Directions for this task: Could you please repeat the entries below word for word, with the images left out?

The input:
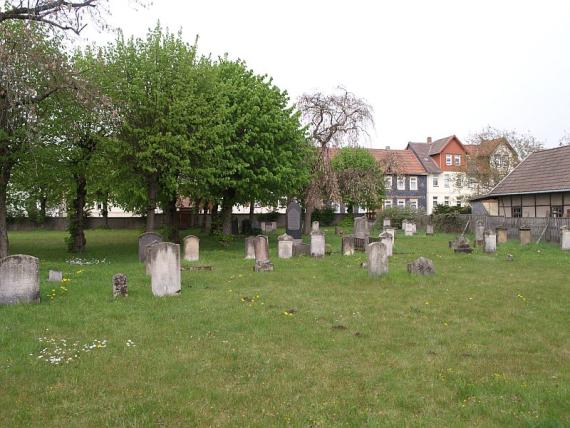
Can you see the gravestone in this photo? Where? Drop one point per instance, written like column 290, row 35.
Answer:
column 479, row 232
column 565, row 238
column 250, row 248
column 55, row 276
column 490, row 241
column 386, row 239
column 191, row 248
column 19, row 280
column 377, row 259
column 502, row 234
column 421, row 266
column 525, row 235
column 347, row 245
column 145, row 239
column 294, row 219
column 165, row 269
column 120, row 285
column 317, row 244
column 285, row 246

Solution to the problem:
Can you see the gravestone in this photo? Where? Drop one point per instance, written like column 290, row 35.
Answer:
column 479, row 232
column 565, row 238
column 250, row 248
column 55, row 276
column 490, row 241
column 386, row 239
column 191, row 248
column 19, row 280
column 377, row 259
column 502, row 234
column 421, row 266
column 525, row 235
column 347, row 245
column 145, row 239
column 294, row 219
column 165, row 269
column 120, row 285
column 317, row 244
column 285, row 246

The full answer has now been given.